SELECTED PASSAGE:
>>>>

The childhood home of Beastie Boy Ad-Rock, located in Manhattan’s West Village, has just sold for more than its last asking price following a frenzied bidding war, Gimme Shelter has learned.
The unit, which hit the market for $1.79 million last October, was last asking $1.59 million. It traded hands this week for $1.62 million.
“Once we hit the sweet spot with the price, there was a feverish bidding war,” said listing broker Asit Parikh of Compass. The buyers were repped by Kristen Rylander, of Douglas Elliman.
The rapper, otherwise known as Adam Horovitz, grew up in the fourth-floor duplex co-op at 726 Washington, between Bank and West 11th streets.
He was raised with his brother, Matt, by his mother, artist Doris Keefe. Their father, playwright Israel Horovitz, left the family in 1969.
Horovitz is married to feminist punk singer-songwriter Kathleen Hanna of Bikini Kill and Le Tigre fame. They moved to California during the pandemic, paying $3.5 million for a Pasadena midcentury-modern home.
The three-bedroom, 1½-bath unit boasts a double-height living room, a windowed dining area, plus a mezzanine loft and a central staircase. At the time when Horovitz lived in the building, it was part of the Mitchell-Lama housing program, which enabled middle-class families to live comfortably in the city.
The home features lots of light and views from the West Village to Hudson Yards. The building also features a backyard park with mature trees, barbecue grills, patio tables and plantings maintained by the co-op buildings that share it.
The Beastie Boys — a pioneering hip-hop trio composed of Ad-Rock, Michael “Mike D” Diamond and the late Adam “MCA” Yauch — would often rehearse here, said Parikh. Their first album, “Licensed to Ill,” was released in 1986.

<<<<

WORK INSTRUCTIONS:
- a) In the piece on the sale of Ad-Rock's childhood home, rewrite everything from "The unit, which" down to "of Douglas Elliman.", substituting "frantic" for "feverish".
- b) According to the piece on the sale of Ad-Rock's childhood home, what price did the unit sell for?

RAW DATA:
>>>>

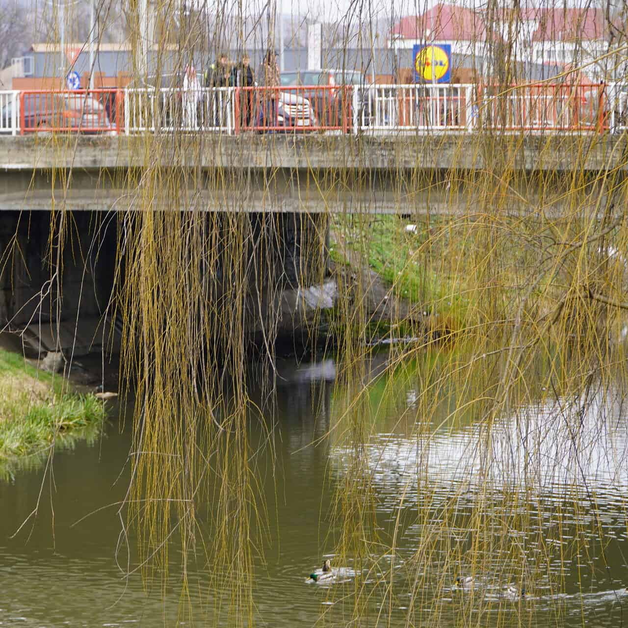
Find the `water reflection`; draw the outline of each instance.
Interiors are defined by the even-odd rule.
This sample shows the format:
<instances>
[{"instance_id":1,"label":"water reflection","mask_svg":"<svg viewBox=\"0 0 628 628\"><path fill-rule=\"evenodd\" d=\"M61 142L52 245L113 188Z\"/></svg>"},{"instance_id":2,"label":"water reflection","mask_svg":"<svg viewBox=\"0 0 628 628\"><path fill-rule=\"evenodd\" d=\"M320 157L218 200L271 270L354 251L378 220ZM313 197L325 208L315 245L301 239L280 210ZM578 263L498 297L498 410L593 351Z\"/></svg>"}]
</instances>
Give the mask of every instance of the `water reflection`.
<instances>
[{"instance_id":1,"label":"water reflection","mask_svg":"<svg viewBox=\"0 0 628 628\"><path fill-rule=\"evenodd\" d=\"M386 360L377 354L365 381ZM313 625L324 615L330 625L344 625L357 614L369 626L621 625L620 614L628 612L628 427L619 393L600 396L577 423L565 400L545 401L488 430L472 420L443 420L457 399L453 394L440 414L424 416L415 381L398 371L374 379L371 436L360 452L381 544L364 569L347 563L356 570L350 582L306 585L324 558L333 564L338 531L328 512L355 454L337 433L339 409L347 408L342 367L329 359L280 360L276 393L269 398L263 387L251 392L274 426L273 447L254 448L271 531L256 567L260 624ZM571 403L577 407L578 400ZM120 476L128 429L114 426L97 447L55 456L55 483L44 483L40 514L16 538L40 497L41 472L0 484L0 625L212 622L207 609L215 592L201 553L188 570L192 604L180 604L176 539L163 602L158 586L144 591L138 573L124 577L116 504L128 482L127 474ZM268 439L259 422L251 429L254 440ZM209 533L204 540L211 542ZM136 566L133 560L129 566ZM472 573L472 592L454 590L457 575ZM527 599L504 598L505 587L522 583ZM365 592L359 612L356 588Z\"/></svg>"}]
</instances>

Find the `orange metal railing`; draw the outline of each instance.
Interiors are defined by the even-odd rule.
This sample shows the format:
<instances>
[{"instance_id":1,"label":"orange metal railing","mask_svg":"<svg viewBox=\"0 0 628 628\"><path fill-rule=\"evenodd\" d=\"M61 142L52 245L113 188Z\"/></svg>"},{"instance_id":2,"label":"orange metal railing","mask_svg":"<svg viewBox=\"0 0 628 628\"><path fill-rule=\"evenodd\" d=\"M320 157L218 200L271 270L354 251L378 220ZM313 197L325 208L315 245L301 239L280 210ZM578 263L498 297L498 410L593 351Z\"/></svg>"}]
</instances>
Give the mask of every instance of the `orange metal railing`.
<instances>
[{"instance_id":1,"label":"orange metal railing","mask_svg":"<svg viewBox=\"0 0 628 628\"><path fill-rule=\"evenodd\" d=\"M119 133L122 95L118 89L25 90L19 95L20 133Z\"/></svg>"},{"instance_id":2,"label":"orange metal railing","mask_svg":"<svg viewBox=\"0 0 628 628\"><path fill-rule=\"evenodd\" d=\"M593 83L27 90L0 95L0 133L603 133L627 127L625 94Z\"/></svg>"}]
</instances>

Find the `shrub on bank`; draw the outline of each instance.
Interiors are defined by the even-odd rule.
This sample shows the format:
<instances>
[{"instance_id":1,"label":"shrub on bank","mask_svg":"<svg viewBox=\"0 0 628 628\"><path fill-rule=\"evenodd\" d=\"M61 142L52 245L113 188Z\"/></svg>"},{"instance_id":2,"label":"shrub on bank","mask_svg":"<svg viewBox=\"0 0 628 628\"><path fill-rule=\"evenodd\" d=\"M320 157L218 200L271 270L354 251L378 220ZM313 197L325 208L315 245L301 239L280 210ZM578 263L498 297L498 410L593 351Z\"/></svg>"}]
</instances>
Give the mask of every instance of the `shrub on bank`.
<instances>
[{"instance_id":1,"label":"shrub on bank","mask_svg":"<svg viewBox=\"0 0 628 628\"><path fill-rule=\"evenodd\" d=\"M41 452L60 435L102 422L102 402L65 391L63 383L0 350L0 463Z\"/></svg>"}]
</instances>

<<<<

RESPONSES TO THE EXERCISE:
- a)
The unit, which hit the market for $1.79 million last October, was last asking $1.59 million. It traded hands this week for $1.62 million.
“Once we hit the sweet spot with the price, there was a frantic bidding war,” said listing broker Asit Parikh of Compass. The buyers were repped by Kristen Rylander, of Douglas Elliman.

- b) $1.62 million.